WHAT YOU ARE ASKED TO DO - Report every line in the records below that contains the word "cloud", copying each such line in full.

MATERIAL FOR THIS TASK -

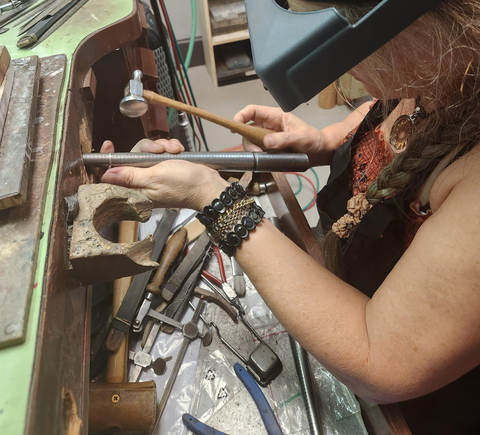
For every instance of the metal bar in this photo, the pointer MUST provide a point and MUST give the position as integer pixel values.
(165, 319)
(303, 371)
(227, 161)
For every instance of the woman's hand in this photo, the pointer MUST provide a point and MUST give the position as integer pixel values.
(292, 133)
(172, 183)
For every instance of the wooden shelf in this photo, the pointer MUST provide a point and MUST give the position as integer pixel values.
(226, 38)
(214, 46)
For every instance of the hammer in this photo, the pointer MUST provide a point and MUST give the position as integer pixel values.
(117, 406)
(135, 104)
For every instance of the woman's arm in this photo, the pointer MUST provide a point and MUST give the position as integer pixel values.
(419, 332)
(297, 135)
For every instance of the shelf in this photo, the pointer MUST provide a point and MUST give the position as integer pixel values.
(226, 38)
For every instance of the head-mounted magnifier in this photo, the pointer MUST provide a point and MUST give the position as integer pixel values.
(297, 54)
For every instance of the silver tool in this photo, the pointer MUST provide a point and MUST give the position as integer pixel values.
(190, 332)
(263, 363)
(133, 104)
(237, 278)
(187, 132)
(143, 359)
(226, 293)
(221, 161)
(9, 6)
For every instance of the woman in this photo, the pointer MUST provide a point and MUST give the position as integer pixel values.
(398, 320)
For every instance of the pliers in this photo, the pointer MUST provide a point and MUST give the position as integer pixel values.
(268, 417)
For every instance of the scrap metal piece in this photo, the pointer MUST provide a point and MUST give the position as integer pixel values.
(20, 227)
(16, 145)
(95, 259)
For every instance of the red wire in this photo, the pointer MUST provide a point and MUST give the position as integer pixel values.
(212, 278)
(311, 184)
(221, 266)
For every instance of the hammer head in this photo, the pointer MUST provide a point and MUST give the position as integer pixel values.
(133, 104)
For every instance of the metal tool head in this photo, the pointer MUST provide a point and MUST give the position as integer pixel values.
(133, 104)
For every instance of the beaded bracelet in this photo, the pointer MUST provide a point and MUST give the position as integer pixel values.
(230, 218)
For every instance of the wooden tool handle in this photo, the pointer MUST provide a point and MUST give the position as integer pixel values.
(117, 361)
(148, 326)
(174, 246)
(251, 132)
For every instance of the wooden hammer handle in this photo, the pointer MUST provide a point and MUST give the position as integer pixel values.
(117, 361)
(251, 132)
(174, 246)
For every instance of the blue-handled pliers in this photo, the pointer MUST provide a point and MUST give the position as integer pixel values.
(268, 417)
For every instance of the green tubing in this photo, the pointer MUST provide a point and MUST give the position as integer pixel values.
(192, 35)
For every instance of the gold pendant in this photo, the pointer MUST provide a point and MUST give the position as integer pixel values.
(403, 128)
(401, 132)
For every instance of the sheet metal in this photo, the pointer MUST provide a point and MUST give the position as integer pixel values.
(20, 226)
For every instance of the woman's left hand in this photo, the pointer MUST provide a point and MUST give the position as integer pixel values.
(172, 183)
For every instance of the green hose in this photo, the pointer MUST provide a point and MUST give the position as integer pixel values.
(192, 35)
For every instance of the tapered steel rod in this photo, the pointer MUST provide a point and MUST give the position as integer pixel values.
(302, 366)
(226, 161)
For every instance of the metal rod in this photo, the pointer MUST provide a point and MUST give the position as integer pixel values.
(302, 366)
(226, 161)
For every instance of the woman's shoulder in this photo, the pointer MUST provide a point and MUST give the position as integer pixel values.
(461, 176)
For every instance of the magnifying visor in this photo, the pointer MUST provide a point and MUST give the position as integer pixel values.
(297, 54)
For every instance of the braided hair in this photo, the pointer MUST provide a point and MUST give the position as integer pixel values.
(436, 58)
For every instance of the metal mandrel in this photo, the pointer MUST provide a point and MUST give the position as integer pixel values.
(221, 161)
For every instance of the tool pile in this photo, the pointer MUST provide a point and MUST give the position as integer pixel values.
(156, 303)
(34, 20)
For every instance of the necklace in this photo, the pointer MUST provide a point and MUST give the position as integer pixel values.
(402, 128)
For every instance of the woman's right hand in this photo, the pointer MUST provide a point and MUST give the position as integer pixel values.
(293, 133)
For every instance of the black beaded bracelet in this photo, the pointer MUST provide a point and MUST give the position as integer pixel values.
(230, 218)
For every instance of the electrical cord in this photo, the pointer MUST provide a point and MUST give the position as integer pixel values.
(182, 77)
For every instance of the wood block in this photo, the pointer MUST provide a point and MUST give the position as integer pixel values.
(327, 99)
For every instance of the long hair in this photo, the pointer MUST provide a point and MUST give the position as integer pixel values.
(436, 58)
* * *
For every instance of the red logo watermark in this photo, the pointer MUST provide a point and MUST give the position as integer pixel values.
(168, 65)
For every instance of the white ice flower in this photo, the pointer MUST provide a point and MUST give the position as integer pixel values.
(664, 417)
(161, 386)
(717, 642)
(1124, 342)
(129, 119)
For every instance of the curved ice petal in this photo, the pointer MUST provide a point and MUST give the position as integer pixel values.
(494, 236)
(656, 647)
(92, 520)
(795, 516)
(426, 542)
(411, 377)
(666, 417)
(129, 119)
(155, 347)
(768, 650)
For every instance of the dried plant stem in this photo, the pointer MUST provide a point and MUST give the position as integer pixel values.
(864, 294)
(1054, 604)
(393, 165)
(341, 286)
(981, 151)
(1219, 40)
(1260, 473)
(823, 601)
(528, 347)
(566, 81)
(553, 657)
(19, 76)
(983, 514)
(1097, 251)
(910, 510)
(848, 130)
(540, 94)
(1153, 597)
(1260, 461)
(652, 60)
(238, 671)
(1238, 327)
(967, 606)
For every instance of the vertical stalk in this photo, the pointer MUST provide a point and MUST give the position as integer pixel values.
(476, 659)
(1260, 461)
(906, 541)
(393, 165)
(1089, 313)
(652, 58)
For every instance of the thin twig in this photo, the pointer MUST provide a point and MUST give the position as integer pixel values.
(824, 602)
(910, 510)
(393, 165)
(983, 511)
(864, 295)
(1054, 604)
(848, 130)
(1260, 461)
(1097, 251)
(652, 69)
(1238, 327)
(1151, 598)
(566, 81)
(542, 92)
---
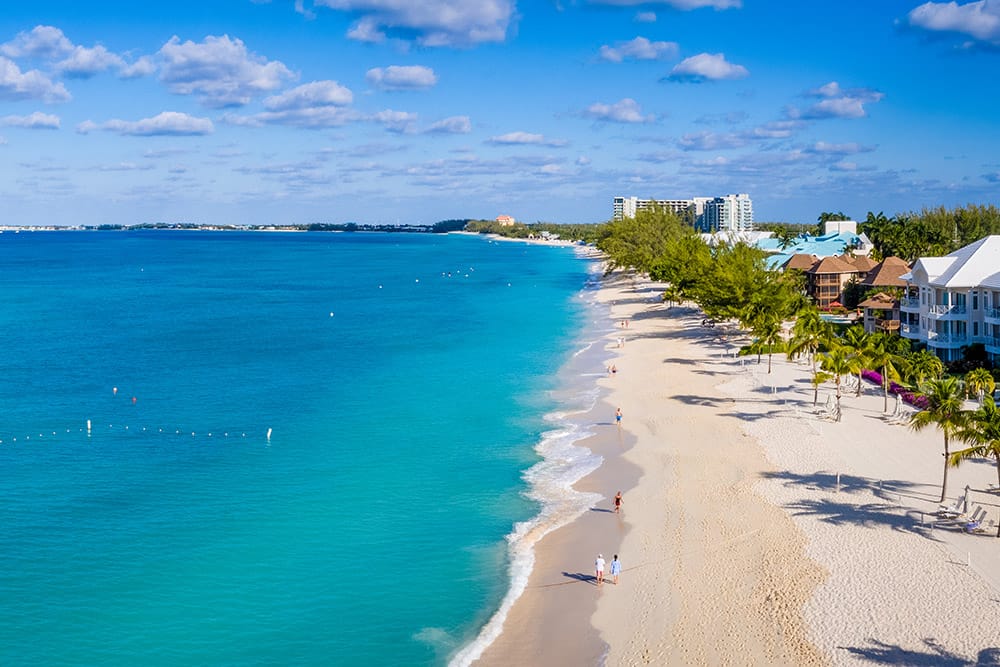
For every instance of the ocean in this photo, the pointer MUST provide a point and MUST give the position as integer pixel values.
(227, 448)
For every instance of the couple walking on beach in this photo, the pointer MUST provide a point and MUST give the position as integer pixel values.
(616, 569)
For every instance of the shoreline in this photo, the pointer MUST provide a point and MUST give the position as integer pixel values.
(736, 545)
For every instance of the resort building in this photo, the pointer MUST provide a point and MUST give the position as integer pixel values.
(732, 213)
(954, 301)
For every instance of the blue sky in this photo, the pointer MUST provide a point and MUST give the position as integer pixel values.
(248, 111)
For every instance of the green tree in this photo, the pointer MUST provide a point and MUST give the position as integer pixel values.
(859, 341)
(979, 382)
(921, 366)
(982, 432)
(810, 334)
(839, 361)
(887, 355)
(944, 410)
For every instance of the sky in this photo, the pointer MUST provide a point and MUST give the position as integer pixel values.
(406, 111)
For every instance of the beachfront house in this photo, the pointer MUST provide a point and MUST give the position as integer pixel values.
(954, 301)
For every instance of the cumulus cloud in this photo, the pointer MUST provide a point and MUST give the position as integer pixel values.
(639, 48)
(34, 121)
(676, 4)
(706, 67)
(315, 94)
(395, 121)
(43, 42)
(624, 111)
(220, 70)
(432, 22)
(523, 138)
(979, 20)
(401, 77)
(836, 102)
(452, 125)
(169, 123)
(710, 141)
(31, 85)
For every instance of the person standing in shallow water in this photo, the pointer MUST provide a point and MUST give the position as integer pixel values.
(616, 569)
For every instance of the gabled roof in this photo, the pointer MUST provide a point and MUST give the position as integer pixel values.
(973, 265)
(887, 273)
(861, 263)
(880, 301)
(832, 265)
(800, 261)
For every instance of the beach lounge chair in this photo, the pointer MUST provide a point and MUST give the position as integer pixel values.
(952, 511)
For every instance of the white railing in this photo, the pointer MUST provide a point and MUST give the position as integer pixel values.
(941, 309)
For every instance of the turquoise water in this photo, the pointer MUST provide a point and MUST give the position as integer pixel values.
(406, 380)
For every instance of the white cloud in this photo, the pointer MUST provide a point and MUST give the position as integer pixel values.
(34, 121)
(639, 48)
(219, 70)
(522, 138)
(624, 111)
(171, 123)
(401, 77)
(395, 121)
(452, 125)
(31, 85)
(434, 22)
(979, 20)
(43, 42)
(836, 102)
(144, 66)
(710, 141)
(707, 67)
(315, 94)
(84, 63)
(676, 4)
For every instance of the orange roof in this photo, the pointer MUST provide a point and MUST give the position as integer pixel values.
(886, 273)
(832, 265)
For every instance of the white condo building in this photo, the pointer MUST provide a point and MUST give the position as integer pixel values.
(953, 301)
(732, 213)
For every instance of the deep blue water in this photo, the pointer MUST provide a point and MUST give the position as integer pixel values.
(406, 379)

WRITTEN ANSWER -
For every instance of the cumulus cloud in this photo, the pointer MUST provide a point and MUST give the position as integer pixel values.
For every instance of the white cloud in this photo, the pointer MUST provide a point and MUST give the position as integer pixel values.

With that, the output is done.